§ ASSIGNMENT: The entries below must be retyped exactly. Pictures are to be omitted.

§ SUPPLIED RECORDS:
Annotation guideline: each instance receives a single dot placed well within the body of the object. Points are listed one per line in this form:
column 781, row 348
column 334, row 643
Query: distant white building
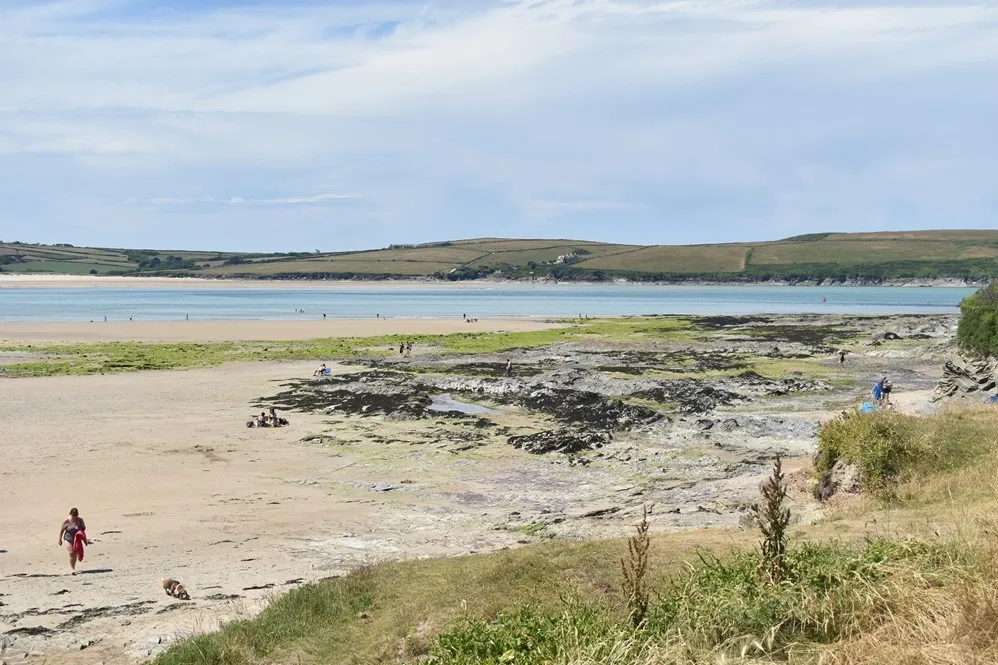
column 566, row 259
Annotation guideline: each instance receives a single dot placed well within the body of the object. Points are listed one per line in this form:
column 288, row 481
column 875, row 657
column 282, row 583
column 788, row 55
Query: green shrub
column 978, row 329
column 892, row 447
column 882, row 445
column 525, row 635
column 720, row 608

§ WRITTEN REPLY:
Annotation guideline: each instance receives a single dot placed well within the body of the object. Points are listed one per line in this form:
column 781, row 348
column 334, row 643
Query: distant white building
column 566, row 259
Annotation guideline: each instance receives a single dot placed well within the body of the object. Points are listed one per line in this form:
column 288, row 481
column 875, row 657
column 282, row 583
column 788, row 55
Query: green shrub
column 978, row 329
column 892, row 447
column 882, row 445
column 525, row 635
column 720, row 608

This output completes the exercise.